Given records start

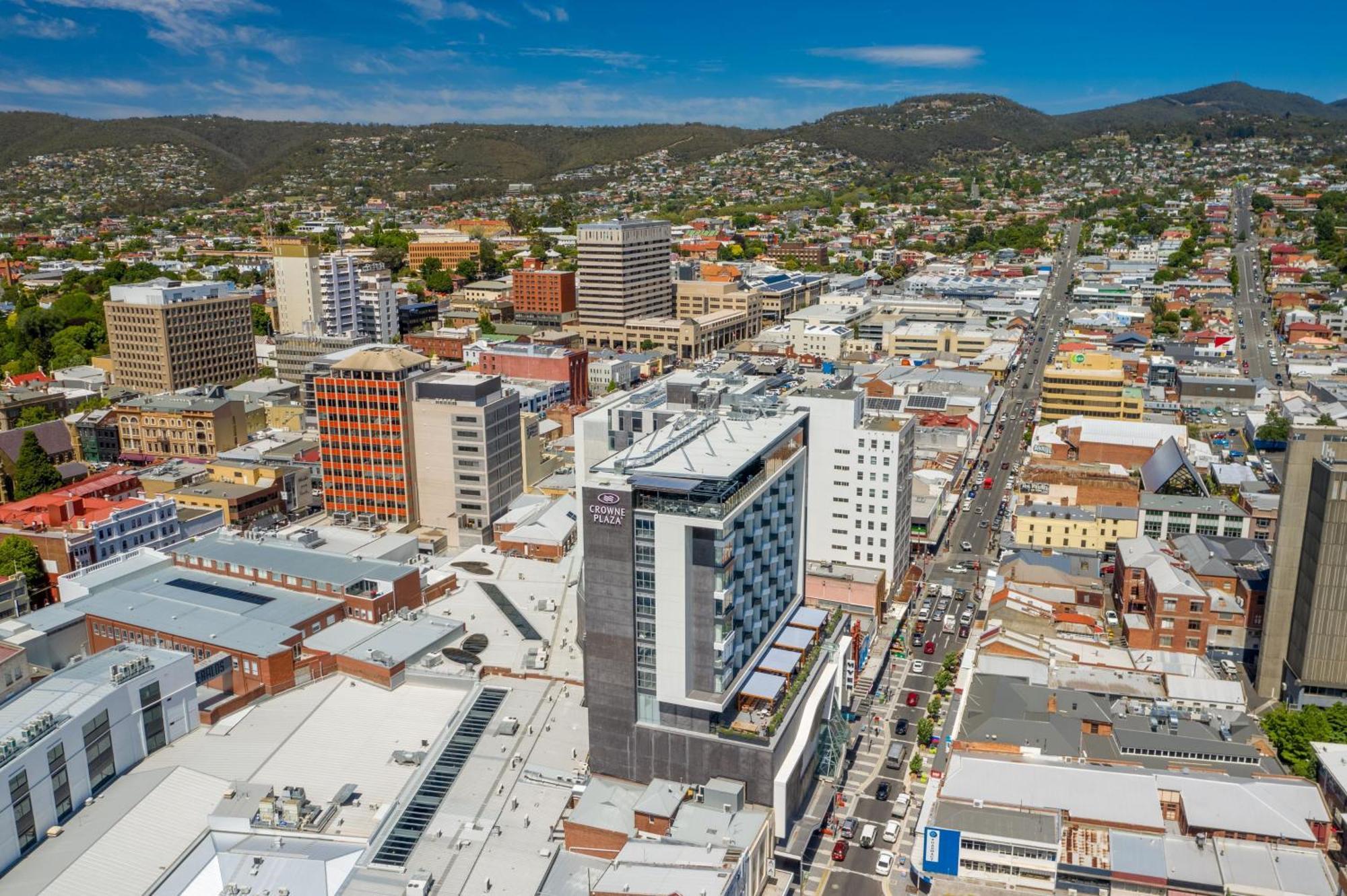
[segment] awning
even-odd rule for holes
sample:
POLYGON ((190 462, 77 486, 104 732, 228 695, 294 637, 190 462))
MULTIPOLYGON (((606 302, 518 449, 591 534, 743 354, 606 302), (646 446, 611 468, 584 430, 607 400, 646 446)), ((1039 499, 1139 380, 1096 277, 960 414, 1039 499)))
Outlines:
POLYGON ((808 628, 792 628, 787 626, 781 630, 781 635, 776 639, 777 647, 785 647, 788 650, 808 650, 810 644, 814 643, 814 634, 808 628))
POLYGON ((791 613, 791 624, 799 626, 800 628, 814 628, 818 631, 823 628, 823 623, 828 620, 828 613, 818 607, 800 607, 793 613, 791 613))
POLYGON ((800 654, 793 650, 783 650, 780 647, 773 647, 766 651, 766 657, 758 663, 758 670, 779 673, 781 675, 789 675, 795 673, 795 669, 800 665, 800 654))
POLYGON ((776 698, 781 696, 785 690, 785 678, 781 675, 773 675, 772 673, 756 671, 749 675, 749 679, 744 683, 744 690, 740 692, 740 697, 754 697, 757 700, 770 700, 776 702, 776 698))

Given records end

:: Exercise prompt ::
Reproduce all of the data above word for word, leaving out the pictures.

:: Exercise solution ::
[segment] awning
even-odd rule for holes
sample:
POLYGON ((190 462, 77 486, 104 732, 228 695, 294 637, 190 462))
MULTIPOLYGON (((606 302, 518 449, 591 534, 743 354, 606 302), (646 446, 611 468, 584 430, 607 400, 646 446)), ((1039 499, 1139 380, 1096 277, 960 414, 1039 499)))
Outlines:
POLYGON ((808 628, 792 628, 787 626, 781 630, 781 635, 776 639, 777 647, 785 647, 788 650, 808 650, 810 644, 814 643, 814 634, 808 628))
POLYGON ((791 613, 791 624, 799 626, 800 628, 814 628, 818 631, 823 628, 823 623, 828 620, 828 613, 818 607, 800 607, 793 613, 791 613))
POLYGON ((800 654, 793 650, 783 650, 780 647, 773 647, 766 651, 766 657, 758 663, 758 670, 779 673, 781 675, 789 675, 795 673, 795 669, 800 665, 800 654))
POLYGON ((776 698, 781 696, 785 690, 785 678, 781 675, 773 675, 772 673, 756 671, 749 675, 749 679, 744 683, 744 690, 740 692, 740 697, 754 697, 757 700, 770 700, 776 702, 776 698))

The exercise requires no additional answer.